[Source data]

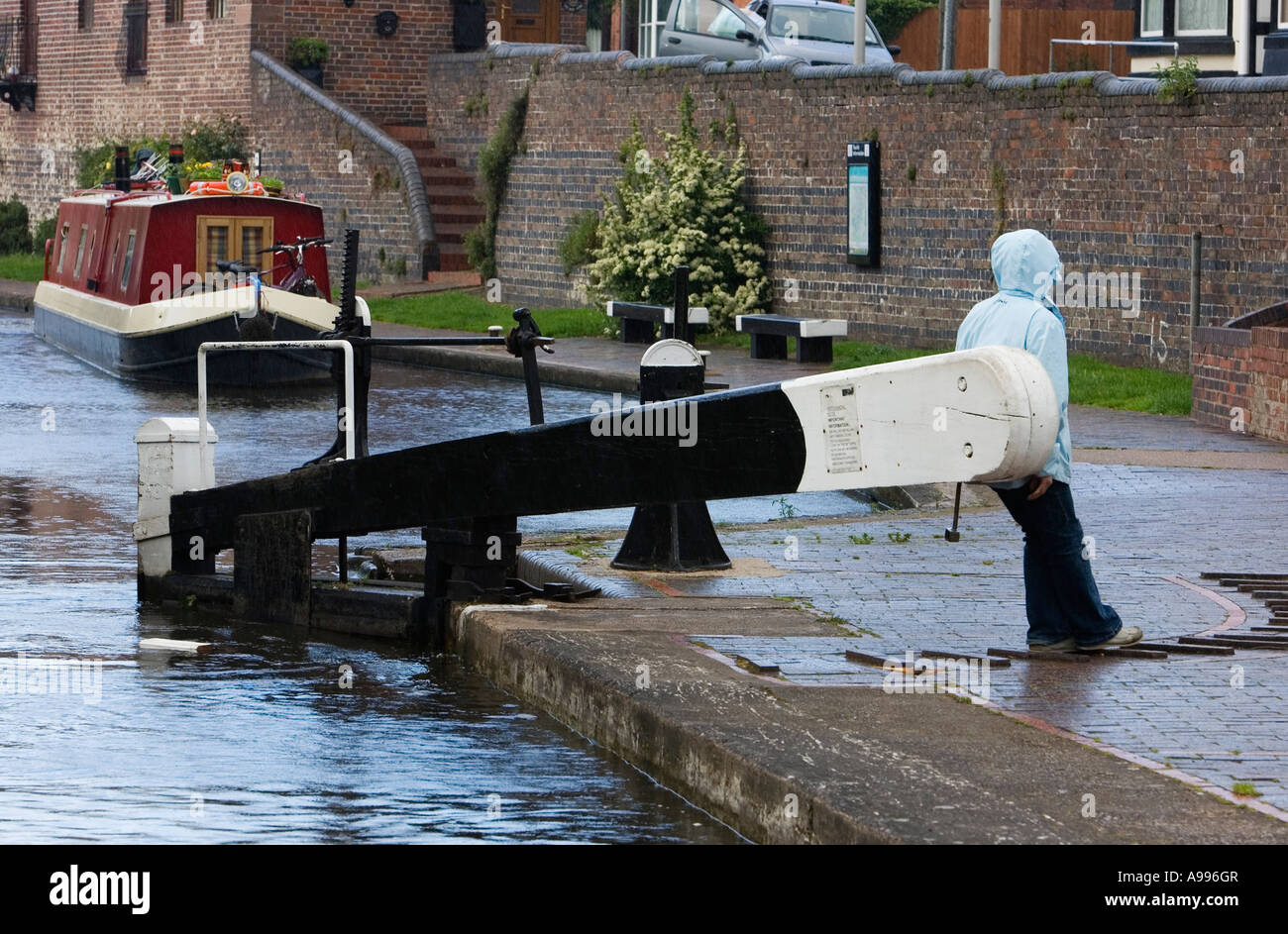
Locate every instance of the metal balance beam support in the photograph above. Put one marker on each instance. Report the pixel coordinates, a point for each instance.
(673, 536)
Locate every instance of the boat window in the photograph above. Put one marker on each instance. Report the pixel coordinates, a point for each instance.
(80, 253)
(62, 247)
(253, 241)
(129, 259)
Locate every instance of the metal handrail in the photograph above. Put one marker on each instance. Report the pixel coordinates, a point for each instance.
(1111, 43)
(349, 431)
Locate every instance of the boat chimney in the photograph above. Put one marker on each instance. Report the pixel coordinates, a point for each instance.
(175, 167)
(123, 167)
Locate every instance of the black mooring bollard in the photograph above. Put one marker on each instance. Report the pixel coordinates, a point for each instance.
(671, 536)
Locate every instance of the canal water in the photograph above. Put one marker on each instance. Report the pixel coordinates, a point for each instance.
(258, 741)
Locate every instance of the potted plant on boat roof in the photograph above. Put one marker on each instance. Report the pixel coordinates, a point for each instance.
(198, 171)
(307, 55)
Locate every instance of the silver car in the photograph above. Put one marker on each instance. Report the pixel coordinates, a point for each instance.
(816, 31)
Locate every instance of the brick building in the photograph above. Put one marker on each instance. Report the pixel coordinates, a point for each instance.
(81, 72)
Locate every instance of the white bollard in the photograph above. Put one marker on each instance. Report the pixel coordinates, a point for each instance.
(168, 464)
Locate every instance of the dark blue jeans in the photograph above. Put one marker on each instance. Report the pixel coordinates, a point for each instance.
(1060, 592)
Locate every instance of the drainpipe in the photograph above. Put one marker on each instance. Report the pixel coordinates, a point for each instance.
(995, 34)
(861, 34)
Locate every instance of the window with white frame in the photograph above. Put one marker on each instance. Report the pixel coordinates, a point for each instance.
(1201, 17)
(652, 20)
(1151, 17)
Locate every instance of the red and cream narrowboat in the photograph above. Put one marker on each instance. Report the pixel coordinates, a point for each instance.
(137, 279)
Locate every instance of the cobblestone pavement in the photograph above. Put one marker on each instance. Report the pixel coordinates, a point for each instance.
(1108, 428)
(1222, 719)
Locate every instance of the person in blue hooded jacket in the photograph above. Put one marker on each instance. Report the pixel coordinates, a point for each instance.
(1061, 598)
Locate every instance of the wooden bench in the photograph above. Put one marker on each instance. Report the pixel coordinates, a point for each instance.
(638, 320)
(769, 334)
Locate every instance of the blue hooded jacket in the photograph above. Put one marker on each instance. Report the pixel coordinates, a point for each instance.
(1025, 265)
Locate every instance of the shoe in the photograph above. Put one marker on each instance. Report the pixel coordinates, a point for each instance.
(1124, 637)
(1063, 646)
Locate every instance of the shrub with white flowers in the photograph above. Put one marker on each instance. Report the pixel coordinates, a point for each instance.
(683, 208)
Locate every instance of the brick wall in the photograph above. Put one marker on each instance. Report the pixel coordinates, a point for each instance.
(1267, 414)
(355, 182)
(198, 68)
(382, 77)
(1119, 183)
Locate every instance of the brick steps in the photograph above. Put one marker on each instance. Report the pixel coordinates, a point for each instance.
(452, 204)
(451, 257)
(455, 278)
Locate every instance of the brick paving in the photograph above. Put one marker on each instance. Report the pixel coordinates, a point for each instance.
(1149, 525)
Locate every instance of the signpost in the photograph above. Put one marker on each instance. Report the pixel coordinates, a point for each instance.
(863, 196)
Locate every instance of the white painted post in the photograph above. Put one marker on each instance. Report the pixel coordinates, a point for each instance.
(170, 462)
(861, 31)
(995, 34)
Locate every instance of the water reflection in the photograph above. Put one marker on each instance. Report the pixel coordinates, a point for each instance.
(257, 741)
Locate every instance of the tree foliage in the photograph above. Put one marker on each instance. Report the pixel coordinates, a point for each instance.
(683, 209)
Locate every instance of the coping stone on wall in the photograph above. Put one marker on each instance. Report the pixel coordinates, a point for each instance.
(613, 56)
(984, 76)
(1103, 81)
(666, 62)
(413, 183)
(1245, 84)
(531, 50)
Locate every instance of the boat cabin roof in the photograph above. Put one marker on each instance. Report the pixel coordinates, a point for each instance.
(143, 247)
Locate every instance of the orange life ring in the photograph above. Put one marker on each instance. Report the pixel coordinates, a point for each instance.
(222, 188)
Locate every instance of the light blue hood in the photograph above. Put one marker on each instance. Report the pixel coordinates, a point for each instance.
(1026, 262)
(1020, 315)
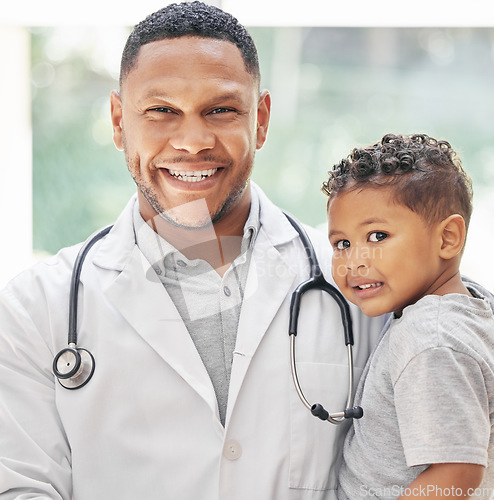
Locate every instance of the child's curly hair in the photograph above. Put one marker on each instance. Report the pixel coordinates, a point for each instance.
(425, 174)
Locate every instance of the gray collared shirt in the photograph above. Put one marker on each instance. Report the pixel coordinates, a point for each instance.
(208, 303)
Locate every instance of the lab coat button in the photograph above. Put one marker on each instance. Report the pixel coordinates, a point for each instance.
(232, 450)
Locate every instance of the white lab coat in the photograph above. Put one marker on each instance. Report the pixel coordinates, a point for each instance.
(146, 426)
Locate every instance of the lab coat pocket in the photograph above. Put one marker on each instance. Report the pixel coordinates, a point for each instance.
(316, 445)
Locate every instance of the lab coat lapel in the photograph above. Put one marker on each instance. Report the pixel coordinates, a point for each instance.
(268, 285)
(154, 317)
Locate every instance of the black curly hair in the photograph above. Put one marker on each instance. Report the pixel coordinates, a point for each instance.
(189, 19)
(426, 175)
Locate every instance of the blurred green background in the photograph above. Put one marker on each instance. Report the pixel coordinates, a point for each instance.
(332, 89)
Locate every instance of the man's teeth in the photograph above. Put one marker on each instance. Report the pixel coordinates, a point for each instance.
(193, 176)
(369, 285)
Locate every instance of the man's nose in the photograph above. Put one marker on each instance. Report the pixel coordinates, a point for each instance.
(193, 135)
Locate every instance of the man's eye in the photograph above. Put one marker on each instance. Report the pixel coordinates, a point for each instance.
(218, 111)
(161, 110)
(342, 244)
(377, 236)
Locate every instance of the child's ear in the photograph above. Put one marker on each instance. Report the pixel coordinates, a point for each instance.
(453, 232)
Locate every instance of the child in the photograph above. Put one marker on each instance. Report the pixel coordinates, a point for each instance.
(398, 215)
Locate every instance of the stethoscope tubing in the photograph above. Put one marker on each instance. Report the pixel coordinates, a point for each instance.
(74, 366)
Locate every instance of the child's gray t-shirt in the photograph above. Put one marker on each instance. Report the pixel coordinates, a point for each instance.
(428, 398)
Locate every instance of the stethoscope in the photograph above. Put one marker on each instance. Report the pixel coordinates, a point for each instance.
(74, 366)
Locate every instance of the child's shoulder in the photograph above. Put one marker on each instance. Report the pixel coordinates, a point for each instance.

INSTRUCTIONS TO FOLLOW :: Would you output all of the entries above exactly, keeping the pictures out?

WRITTEN SOLUTION ::
Locate every instance of the metal balance beam support in the photograph above. Put one marker on each instance. Report the pixel coordinates, a point for each instance.
(673, 536)
Locate every instance of the boat window in the photograph above. Put one marker on each instance. Report the pixel coordinates, a point for each instance.
(80, 253)
(62, 247)
(253, 241)
(129, 259)
Locate every instance of the metal handrail in the photograph above. Put one marker on each instance. Report the pixel coordinates, a point for each instance.
(1111, 43)
(349, 431)
Locate every instance of the boat chimney in the photograph above. Put one marker on each instance. Report the pixel coordinates, a point for each instance.
(175, 167)
(123, 167)
Locate every instance of the black mooring bollard in the photograph above. Put one marker on each instance. Report the pixel coordinates, a point for each instance.
(671, 536)
Locate every instance of the canal water in the photograph above. Put one marker on each instance. Report the pixel coordinates, a point for each instance.
(258, 741)
Locate every instance of the potted plant on boat roof in the photograph above. Put one marker on each instance. Report the pixel coordinates, a point for each instance.
(198, 171)
(307, 55)
Locate every instance of the silver car in the photograph above. Put one marker on each instance. Report the pixel coordinates, a point for each instance.
(816, 31)
Locate every instance of the brick building in the photograph above. Put one marker on each instance. Report the pixel coordinates, a point for each instance.
(81, 72)
Locate every instance of the white bollard in the photograph above. Put one marker on each instance. Report the pixel coordinates, a point for each instance.
(168, 464)
Locate every instance of the dark blue jeans in the photograph above. Put one marker on each instance. Report the pixel coordinates, a point for each instance.
(1060, 592)
Locate every instance of the drainpipe in the photograph above. Put one marker on each instance. Report the pixel coordinates, a point for each instance.
(995, 34)
(861, 34)
Locate every instance of the window with white frame in the photograph above. Put one marker on each instance. Report the pixel coordinates, a point for each instance.
(1201, 17)
(652, 20)
(1151, 17)
Locate every instance of the red and cream narrowboat in the photograph above. Put one marker on each instance. Report the pixel coordinates, a point for each instance.
(137, 279)
Locate every instance of the cobblestone pavement in the photograph above. Put one marker on each instance. Report the pixel coordinates, a point for each instance.
(1108, 428)
(1222, 719)
Locate every instance of the person in blue hooded jacket in the photograph above. Put one marker on each instance. Report the pixel coordinates, a point for each instance.
(1061, 598)
Locate every instance of the wooden bench in the photograph above. Put one marker on each instance. Report the pixel coordinates, a point for each instance.
(638, 320)
(769, 334)
Locate every instance of the blue hooded jacket in the photograph above. Put one marker on each instance. Report the pixel coordinates, a point for each instance.
(1025, 265)
Locate every instance of the shoe in the photograph above. Put one marker on each instance. Report the pixel coordinates, a point for each instance.
(1124, 637)
(1063, 646)
Locate every instance of the shrub with white flowers in the photograph above. Put one marker on each instance. Report the pixel coordinates, a point for each instance.
(683, 208)
Locate every instance of the brick wall in the photograph above. Put one marker on each instance. Report the pixel coordinates, a point for each instance.
(1267, 414)
(355, 182)
(198, 68)
(382, 77)
(1119, 183)
Locate every instance of the brick steps in the photograph above. Put one marker on each instance. Report the pixel coordinates, a point for each instance.
(452, 204)
(451, 257)
(455, 278)
Locate every instance of the brick paving in the photograph above. Put one marker on each instance. Report the pixel coordinates, a point for each instance.
(1149, 525)
Locate every instance of the signpost in the photograph above. Put one marker on each instance. Report the pixel coordinates, a point for each instance.
(863, 196)
Locate every instance of the white painted post in the photograph above. Put one marker on each instance. Report the pixel coordinates, a point for each instance.
(170, 462)
(861, 31)
(995, 34)
Locate every instance of the water reflection in the photograph above. Put one marker on each instance. Report the pixel coordinates, a point for each instance.
(257, 741)
Locate every instance of the tree foliage in the photograph above. Put one marker on each instance. Report the pixel coordinates, a point for each instance.
(683, 209)
Locate every instance of the coping stone on wall in the photograph above. Put one marker on each instance. Report the pixel coordinates, a point for each instance.
(613, 56)
(984, 76)
(1103, 81)
(666, 62)
(413, 183)
(1245, 84)
(531, 50)
Locate every instance of the boat cabin roof in the photograph above. Put one marker on each instance. Report the pixel coordinates, a point for each instance.
(143, 247)
Locate every instance of the orange life ring in the photograph above. Put one marker on each instance. Report the pixel coordinates, a point for each instance.
(222, 188)
Locate every instance of the light blue hood in the photograph above. Put one marker on each instance. Report the pixel coordinates, a point for each instance.
(1026, 262)
(1020, 315)
Locate every instance of the child's curly hair in the photograph above. Put one marker on each instance. Report the pixel coordinates, a point for each instance.
(425, 174)
Locate every instance of the gray collared shirt in the photograph above. Put one marker on each instance. Report the pixel coordinates, a point for each instance.
(208, 303)
Locate every instance of the lab coat button in the photograph above. Put one marker on each instance. Report the pixel coordinates, a point for each instance.
(232, 450)
Locate every instance of the white lab coat in the photograph above. Put one marker on each instance. Report the pixel coordinates, a point for each instance.
(146, 426)
Locate every instance of the lab coat pocket in the photograph above. Put one marker on each instance. Report the pixel coordinates, a point for each instance.
(316, 445)
Locate every instance of the lab coat lapel in the photograph above. Put one marker on each instance. Report the pixel coordinates, a point for each instance.
(268, 285)
(154, 317)
Locate every instance of the black curly hair in the photograph above. Put one marker on each instance. Report the pixel coordinates, a point for each instance.
(189, 19)
(426, 175)
Locate every instance of the blurred green background in the photograph above. Put one marker on each instance. Report the pixel coordinates, a point for each instance.
(332, 89)
Locate every instance of the man's teeth in the photograph above. Put one marker on each instance. Report the pixel coordinates, a point for each instance.
(193, 176)
(369, 285)
Locate every instance of the man's nose in the photograph above. Put one marker on each instance. Report the pixel coordinates, a point for each instance.
(193, 135)
Locate every instance of the man's eye in the photograph above. Put one marker on each instance. Report the pixel coordinates, a point for each instance.
(218, 111)
(161, 110)
(342, 244)
(377, 236)
Locate every instance of the child's ear in the photograph above. Put one marker on each instance. Report the pixel coordinates, a point for each instance.
(453, 232)
Locate every instance of the child in the photograph above. Put one marker on each instance. Report the pixel coordinates, a point for each instance.
(398, 215)
Locate every instance of the stethoscope tubing in the photograph above. Put one marker on each instance. Report the pixel coordinates, a point for each instance.
(74, 366)
Locate every instance of the child's gray t-shirt in the photograph above. Put one marker on each instance. Report the pixel coordinates, a point for each instance.
(428, 398)
Locate every instance of the stethoscope in the photograph above. Put one marker on each instance. Report the pixel coordinates, a point for each instance.
(74, 366)
Locate every instance of the child's shoulder in the photograph above. Put one marker on each instance. Report the pixel coordinates, a point for each instance.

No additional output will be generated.